--- Texte fourni ---

# # # #

Il appartient donc à l’Etat de mettre en place d’autres types d’institutions financières plus en rapport avec les besoins de toutes natures des PME.

La continuité du financement doit reposer sur la création d’institutions micro financières sectorielles (non généralistes), et non sur le système financier décentralisé peu outillé pour promouvoir, encadrer et financer les petites entreprises.

Pour des institutions de micro-finance spécialisées ou sectorielles

Des institutions financières centrées sur des secteurs d’activités sont les mieux adaptées à la situation actuelle des entreprises du secteur informel, de l’artisanat en particulier. Dans le secteur de la cordonnerie et de la bijouterie, par exemple, il y a de l’épargne placée dans les banques commerciales mais celles-ci ne sont pas outillées pour répondre à des besoins spécifiques liés aux cycles de production. Ce sont les professionnels de ces métiers qui sont en mesure d’appréhender la qualité des fonds de commerce, les marchés destinataires des produits, la saisonnalité des activités, et, par conséquent, d’apprécier finement les besoins d’encadrement et de financement des acteurs de ces secteurs.

Les institutions de microfinance actuelles instituées depuis 1995 n’ont pas su se spécialiser, et de ce fait fonctionnent comme des banques à une échelle plus réduite, avec en sus des organes dirigeants peu opérationnels, en particulier les organes de contrôle. Pourtant, l’Etat prévoit de mettre à leur disposition environ 100 milliards sous forme de prêts bonifiés dans le cadre de la relance. La DER est une réponse moins rigide aux besoins de financement du petit privé, parce que n’exigeant pas des conditions d’octroi de crédit impossibles à satisfaire pour des entreprises naissantes. Cette institution pêche cependant dans la gestion d’un volume important de dossiers de crédit, d’entreprises à accompagner ; elle court ainsi le risque d’enfreindre les règles en matière de distribution de crédit et de recouvrement. De surcroît, elle n’est pas outillée pour faire des crédits sectoriels maîtrisés.

# # # #

--- Consigne ---
Poursuivez le texte sur le financement des PME par une microfinance sectorielle, en enchaînant directement après sa dernière phrase.

# # # #

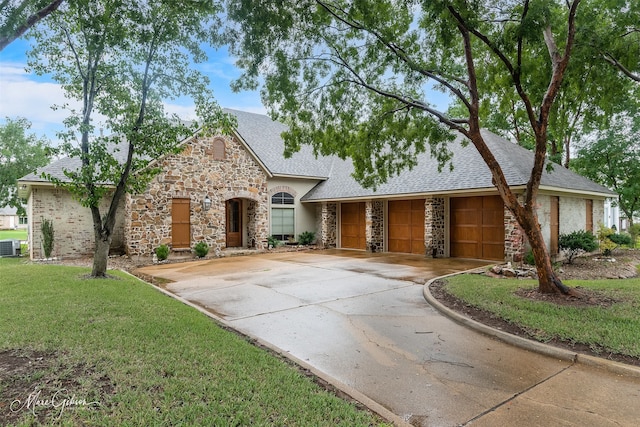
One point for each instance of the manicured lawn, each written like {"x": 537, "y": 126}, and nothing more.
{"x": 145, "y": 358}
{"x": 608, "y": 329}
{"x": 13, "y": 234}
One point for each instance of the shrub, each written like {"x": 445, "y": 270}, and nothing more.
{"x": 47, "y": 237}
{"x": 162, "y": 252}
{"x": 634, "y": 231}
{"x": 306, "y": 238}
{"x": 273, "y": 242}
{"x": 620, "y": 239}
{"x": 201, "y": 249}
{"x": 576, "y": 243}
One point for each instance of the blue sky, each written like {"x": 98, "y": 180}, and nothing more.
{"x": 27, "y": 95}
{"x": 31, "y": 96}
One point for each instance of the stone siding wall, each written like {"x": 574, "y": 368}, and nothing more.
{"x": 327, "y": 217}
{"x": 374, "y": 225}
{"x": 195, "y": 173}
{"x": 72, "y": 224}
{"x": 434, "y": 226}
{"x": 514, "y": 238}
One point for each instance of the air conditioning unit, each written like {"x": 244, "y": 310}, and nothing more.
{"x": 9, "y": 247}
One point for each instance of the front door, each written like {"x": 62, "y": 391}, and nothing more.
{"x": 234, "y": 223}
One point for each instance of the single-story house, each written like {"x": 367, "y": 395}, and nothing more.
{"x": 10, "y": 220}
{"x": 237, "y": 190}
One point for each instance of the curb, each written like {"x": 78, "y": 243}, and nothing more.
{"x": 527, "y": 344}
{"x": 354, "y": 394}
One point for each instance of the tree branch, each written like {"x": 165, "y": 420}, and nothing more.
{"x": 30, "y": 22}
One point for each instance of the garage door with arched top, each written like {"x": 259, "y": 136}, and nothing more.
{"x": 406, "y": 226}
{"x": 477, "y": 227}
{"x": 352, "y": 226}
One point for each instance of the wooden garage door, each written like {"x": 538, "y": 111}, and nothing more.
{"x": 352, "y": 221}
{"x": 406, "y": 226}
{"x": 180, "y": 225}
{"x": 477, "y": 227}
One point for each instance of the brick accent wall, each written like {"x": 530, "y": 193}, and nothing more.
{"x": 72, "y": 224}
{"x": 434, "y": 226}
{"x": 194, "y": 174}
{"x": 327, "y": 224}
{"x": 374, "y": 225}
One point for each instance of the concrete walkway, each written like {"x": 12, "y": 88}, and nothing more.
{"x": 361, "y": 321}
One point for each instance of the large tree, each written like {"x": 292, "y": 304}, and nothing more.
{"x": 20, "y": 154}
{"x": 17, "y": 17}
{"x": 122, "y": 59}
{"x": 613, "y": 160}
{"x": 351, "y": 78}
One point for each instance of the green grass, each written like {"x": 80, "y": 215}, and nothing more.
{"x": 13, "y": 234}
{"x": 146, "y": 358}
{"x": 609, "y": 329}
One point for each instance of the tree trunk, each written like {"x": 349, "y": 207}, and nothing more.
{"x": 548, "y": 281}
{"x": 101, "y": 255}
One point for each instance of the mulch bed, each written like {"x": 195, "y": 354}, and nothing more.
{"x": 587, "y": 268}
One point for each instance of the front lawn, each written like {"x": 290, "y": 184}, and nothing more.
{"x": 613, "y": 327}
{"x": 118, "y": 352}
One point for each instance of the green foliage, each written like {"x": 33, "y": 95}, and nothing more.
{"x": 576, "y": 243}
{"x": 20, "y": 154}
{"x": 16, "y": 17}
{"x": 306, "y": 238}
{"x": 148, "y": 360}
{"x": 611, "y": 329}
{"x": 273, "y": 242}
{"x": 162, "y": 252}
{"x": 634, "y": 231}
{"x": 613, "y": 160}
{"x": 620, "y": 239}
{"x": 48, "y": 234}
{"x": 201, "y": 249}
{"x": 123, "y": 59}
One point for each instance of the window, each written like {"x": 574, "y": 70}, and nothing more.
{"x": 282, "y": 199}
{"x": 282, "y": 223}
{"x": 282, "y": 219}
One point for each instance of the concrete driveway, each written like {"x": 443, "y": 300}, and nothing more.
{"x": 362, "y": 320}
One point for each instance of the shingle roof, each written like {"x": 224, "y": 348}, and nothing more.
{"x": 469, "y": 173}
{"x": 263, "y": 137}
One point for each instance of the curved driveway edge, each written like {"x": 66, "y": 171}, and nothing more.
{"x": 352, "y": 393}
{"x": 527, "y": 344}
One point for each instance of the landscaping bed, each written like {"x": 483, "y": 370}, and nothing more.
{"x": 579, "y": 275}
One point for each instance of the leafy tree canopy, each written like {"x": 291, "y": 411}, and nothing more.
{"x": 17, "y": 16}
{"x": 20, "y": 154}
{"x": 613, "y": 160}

# # # #

--- Résultat obtenu ---
La BNDE n’est pas une banque spécialisée, même si elle finance les PME. Or, celles-ci ont besoin d’encadrement, de conseils et de ressources financières, ce qu’aucune banque de la place ne peut offrir, faute d’expertise de leurs ressources humaines. De plus cette banque présente l’inconvénient d’avoir dans son tour de table de grosses entreprises privées dont le souci principal est de faire du profit et non de la promotion et du financement d’entreprise. Pour renforcer les institutions de financement spécialisées à créer, il faudrait intégrer dans le dispositif la création de fonds de garanties spécifiques, et solliciter des lignes de contre garantie auprès de banques de développement comme la Bad et la BOAD.

A notre humble avis, c’est l’heure de créer un réseau de PME impliquant le secteur informel qui génère près de 96,4 % des emplois contre 3,6 % d’emploi pour le secteur formel, et génèrent plus de 40 % du PIB, selon l’Agence nationale de la Statistique et de la Démographie (Ansd). Autrement, nous resterions dans la même configuration de génération d’une croissance économique peu créatrice d’emplois, tirée par les secteurs traditionnels (services, mines etc.) et dopée par les gros investissements d’infrastructures financés sur ressources externes, même si à l’horizon se profilent des revenus additionnels attendus de l’exploitation du gaz et du pétrole.